Выбранный отрывок:
---*---
Вот что значит начало? Это как долго? И это действительно наконец-то признание суровой экономической реальности? Зачем, какой смысл в этом заявлении?
Смысл, я думаю, в том, чтобы потом можно было сказать: «Мы же говорили, что будет непросто». Вообще-то еще буквально пару-тройку месяцев назад, весной точно мы неоднократно слышали, что экономика перешла к устойчивому росту.
Да-да-да.
Вот эти вот слова про устойчивый рост неоднократно и не один человек из круга самых высокопоставленных чиновников произнес. А сейчас говорят, что непросто. Наверно, санкции тоже, то, что их постоянно пролонгируют, объявляется, что новые, это тоже заставляет делать такие объявления. Потом можно будет сказать: «Мы же говорили, что будет непросто».
Еще и санкции, да?
---*---
Исходные строки:

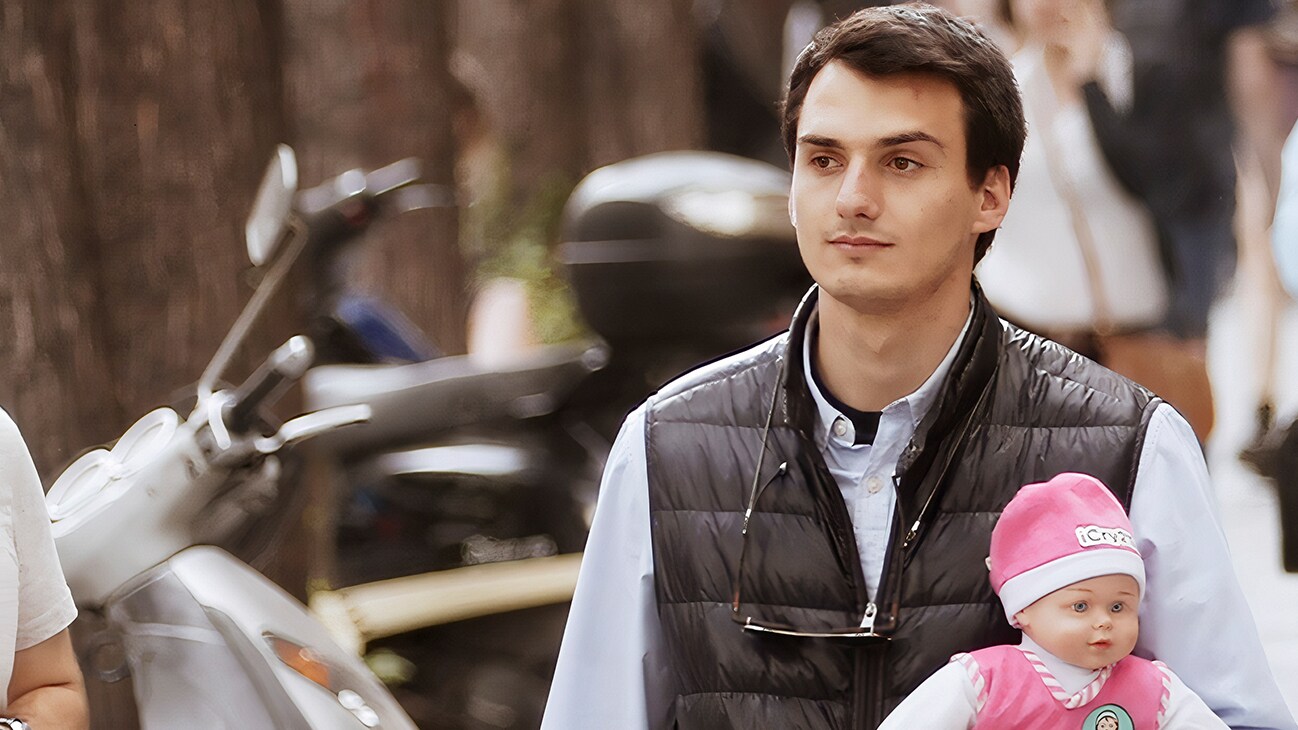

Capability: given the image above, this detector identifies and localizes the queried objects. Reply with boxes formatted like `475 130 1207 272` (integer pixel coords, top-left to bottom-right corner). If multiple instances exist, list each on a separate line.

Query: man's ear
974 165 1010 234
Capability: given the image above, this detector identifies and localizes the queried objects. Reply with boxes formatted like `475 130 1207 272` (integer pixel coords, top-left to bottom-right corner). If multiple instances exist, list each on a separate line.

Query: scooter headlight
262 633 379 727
---*---
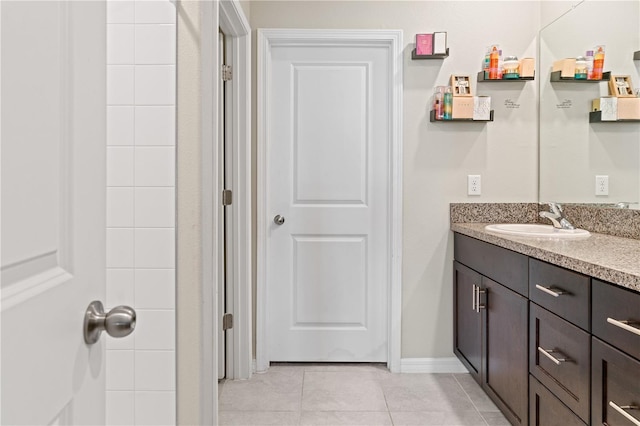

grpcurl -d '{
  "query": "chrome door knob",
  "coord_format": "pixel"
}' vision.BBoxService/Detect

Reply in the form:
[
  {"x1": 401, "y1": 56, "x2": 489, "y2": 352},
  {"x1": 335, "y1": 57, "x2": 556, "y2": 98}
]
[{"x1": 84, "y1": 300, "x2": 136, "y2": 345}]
---*---
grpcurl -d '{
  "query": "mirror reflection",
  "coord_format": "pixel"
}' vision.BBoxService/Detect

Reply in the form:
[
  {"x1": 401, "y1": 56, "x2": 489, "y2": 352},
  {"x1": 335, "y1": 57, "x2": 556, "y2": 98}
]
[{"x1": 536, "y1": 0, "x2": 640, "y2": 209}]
---*---
Определите, согласуется ли каждое из трех утверждений с выбранным отрывком. Ответьте «да» или «нет» и дословно приведите решающие слова отрывка.
1. Весной говорилось, что экономика перешла к устойчивому росту.
2. Слова про устойчивый рост произнес лишь один высокопоставленный чиновник.
3. По словам говорящего, санкции постепенно снимают.

Правильный ответ:
1. Да: «весной точно мы неоднократно слышали, что экономика перешла к устойчивому росту».
2. Нет: «неоднократно и не один человек из круга самых высокопоставленных чиновников произнес».
3. Нет: «то, что их постоянно пролонгируют, объявляется, что новые».